Task instructions:
1/ Decide whether each statement agrees with the article about Angelli: (a) Dr Patrick Casey reached Angelli three days after the phone call; (b) only 5 to 15 per cent of horses with damaged tendons return to competition; (c) the treatment starts by taking about 100 million tendon cells from the injured horse. Answer yes or no for each and quote the words of the article that settle it.
2/ Please write out the article about Angelli again, starting at "Three days later, Dr" and ending at "back to competition.", with "horses" swapped for "show jumpers".
3/ Write the next part of the article about Angelli, picking up after its final sentence.

Text:
Two years ago, Angelli, a grand prix showjumping horse from Southern California, was facing retirement or, at worst, euthanasia. His career as a contender for the 2012 Olympic Games was in tatters.
Harley Brown and Angelli.
Just the previous weekend, he and his international rider and trainer, Harley Brown of Australia, had been unable to compete in a major Californian show, as the previously grand prix level show jumper could not clear even the lowest of jumps.
Then a phone call was made to an internationally recognised veterinarian and scientist who travels the world as a consultant from New Zealand.
Three days later, Dr Patrick Casey arrived with his ultrasound machine and, after examining Angelli, gave Harley the heartbreaking news.
"He's torn his hind tendon badly, sort of shredded it," Casey explained.
Tendon injuries can be career-ending for horses - only 5 to 15 per cent of those with damaged tendons ever make it back to competition.
Casey explained a revolutionary tendon treatment that had already been shown to get 85 per cent of horses with torn tendons back to full competition.
It involves taking about 100 tendon cells from the injured horse without causing any harm to the animal.
Using a patented procedure, 20 to 40 million tendon cells are then grown in an incubator and transplanted back to the site of injury.

[Items from a data source]
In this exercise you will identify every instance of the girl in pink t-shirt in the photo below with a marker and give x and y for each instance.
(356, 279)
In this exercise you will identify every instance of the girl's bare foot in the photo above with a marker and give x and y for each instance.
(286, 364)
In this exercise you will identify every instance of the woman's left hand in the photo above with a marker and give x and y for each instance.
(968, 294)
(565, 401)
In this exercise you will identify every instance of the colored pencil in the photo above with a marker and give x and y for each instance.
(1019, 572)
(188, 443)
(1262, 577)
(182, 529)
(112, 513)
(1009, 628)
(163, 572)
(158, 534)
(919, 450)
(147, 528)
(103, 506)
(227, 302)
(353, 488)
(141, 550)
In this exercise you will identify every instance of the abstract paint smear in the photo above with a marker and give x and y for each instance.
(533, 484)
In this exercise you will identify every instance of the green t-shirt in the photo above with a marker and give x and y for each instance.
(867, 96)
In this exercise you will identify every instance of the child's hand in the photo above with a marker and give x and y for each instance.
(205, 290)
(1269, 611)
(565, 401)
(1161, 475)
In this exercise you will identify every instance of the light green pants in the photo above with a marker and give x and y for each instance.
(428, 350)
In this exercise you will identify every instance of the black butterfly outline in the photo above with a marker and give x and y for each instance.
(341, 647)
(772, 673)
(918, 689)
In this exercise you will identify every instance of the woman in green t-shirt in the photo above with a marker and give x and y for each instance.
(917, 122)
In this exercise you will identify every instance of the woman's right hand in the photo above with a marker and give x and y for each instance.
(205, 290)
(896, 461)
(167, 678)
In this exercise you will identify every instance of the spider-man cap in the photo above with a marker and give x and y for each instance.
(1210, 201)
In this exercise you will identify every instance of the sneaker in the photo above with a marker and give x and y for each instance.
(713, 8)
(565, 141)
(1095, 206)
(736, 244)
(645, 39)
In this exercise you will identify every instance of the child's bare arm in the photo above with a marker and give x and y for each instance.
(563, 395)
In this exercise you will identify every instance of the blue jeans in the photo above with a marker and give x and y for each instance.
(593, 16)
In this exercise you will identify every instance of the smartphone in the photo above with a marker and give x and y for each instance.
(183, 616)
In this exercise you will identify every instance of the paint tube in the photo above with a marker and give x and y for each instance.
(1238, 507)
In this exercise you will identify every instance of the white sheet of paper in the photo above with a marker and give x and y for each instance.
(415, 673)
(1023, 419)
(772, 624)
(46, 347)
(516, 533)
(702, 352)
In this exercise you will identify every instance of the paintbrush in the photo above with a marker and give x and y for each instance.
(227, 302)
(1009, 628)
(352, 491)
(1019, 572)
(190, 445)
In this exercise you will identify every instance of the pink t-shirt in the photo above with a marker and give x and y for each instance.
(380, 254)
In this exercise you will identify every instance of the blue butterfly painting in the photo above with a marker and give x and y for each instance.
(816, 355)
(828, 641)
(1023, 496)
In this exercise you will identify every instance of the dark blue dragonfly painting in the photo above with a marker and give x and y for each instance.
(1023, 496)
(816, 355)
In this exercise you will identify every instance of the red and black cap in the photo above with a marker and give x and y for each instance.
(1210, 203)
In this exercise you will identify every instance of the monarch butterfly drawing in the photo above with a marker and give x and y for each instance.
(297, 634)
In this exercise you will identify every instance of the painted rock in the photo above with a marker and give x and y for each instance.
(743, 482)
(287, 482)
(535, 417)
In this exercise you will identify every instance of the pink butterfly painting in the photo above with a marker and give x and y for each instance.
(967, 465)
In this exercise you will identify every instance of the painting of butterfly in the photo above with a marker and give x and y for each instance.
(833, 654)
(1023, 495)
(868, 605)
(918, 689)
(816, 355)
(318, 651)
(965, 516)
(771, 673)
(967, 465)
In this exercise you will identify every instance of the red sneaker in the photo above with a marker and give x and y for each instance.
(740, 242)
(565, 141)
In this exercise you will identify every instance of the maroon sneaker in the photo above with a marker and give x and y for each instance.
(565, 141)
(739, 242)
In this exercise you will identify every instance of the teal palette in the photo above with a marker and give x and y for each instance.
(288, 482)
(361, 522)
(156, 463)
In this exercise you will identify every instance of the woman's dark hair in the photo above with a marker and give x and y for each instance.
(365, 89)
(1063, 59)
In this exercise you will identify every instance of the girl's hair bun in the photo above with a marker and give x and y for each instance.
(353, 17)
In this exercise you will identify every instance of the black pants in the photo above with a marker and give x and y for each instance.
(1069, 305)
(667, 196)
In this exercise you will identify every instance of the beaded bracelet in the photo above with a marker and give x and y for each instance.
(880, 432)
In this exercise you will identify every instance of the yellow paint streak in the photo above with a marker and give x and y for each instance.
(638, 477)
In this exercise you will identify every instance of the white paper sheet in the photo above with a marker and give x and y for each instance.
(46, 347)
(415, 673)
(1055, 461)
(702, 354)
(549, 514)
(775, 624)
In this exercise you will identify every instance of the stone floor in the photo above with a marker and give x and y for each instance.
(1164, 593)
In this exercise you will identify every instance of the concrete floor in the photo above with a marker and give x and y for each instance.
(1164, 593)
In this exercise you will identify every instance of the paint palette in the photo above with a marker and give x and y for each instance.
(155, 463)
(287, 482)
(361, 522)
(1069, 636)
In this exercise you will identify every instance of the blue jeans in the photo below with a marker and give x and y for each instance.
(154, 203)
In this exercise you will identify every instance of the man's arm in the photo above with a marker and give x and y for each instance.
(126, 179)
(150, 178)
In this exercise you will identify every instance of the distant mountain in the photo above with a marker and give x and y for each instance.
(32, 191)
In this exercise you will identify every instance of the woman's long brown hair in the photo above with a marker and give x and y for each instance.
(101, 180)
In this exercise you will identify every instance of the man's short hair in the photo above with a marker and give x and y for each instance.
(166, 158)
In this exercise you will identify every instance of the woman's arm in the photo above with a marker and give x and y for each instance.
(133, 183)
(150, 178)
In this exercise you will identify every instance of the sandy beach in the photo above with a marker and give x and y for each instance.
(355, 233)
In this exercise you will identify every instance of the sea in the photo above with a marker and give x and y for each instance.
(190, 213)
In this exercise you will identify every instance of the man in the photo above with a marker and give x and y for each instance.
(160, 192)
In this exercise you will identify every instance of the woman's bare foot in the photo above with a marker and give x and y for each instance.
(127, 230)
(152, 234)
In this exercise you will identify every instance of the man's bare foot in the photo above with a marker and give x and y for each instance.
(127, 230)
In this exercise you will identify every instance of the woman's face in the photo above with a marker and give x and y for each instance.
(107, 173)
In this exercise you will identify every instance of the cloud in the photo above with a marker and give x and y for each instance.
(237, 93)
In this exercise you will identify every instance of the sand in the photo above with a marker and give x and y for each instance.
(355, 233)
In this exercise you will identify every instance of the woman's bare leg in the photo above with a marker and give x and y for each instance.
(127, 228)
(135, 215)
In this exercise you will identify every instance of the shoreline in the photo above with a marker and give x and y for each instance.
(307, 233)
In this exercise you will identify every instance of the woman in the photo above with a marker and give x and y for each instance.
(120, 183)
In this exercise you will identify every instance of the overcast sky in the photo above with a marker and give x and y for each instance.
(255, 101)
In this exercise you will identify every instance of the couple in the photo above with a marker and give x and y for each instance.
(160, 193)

Results of the tasks:
1/
(a) Yes: "Three days later, Dr Patrick Casey arrived with his ultrasound machine"
(b) Yes: "only 5 to 15 per cent of those with damaged tendons ever make it back to competition"
(c) No: "It involves taking about 100 tendon cells from the injured horse"

2/
Three days later, Dr Patrick Casey arrived with his ultrasound machine and, after examining Angelli, gave Harley the heartbreaking news.
"He's torn his hind tendon badly, sort of shredded it," Casey explained.
Tendon injuries can be career-ending for show jumpers - only 5 to 15 per cent of those with damaged tendons ever make it back to competition.

3/
Brown and Angelli's owner, Mark Harryman, knew that unless they had a go, all hope was lost for their horse's future jumping career.
The treatment worked. Not only is Angelli's shredded tendon healed, but he has a chance to be selected to jump at the London Olympics for Australia with Harley Brown.
"We just could not have ever imagined how well this science works," Brown said.
"I have never heard of a horse coming back from this injury, let alone being competitive at the highest level. It's just like a dream."
Late in March, Casey, Brown and Harryman will be reunited in Wellington, Florida, where Angelli's American preparation will end and he will fly to Europe for more pre-Olympic trials.
It is fair to say that Dr Casey "wouldn't miss it for the world and, considering where I come from, wouldn't mind a cold one to celebrate."
Last year, Casey set up a public company in the United States called Therapy Cells, Inc.
It holds the exclusive technology that allows adult cells from a specific tissue, such as an Achilles tendon, to grow again from individual cells, to enact repair and regeneration of that tissue, effectively bypassing the need for stem cell treatment.
The company has developed a novel and highly efficient method of growing tendons and articular cartilage for auto transplantation into injured horses or people.
Of real interest to veterinarians worldwide is the clinical success in horses.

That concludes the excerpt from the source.